[Pointing records]
START

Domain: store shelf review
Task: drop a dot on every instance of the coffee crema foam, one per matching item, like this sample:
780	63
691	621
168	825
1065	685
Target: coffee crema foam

END

**EXERCISE DETAILS:** Can you return all of the lines above unchanged, character for character?

**OUTPUT BELOW:**
Domain: store shelf review
Task: drop a dot on every instance of the coffee crema foam, one per matching item, like this sample:
780	63
691	621
168	825
1065	685
Target: coffee crema foam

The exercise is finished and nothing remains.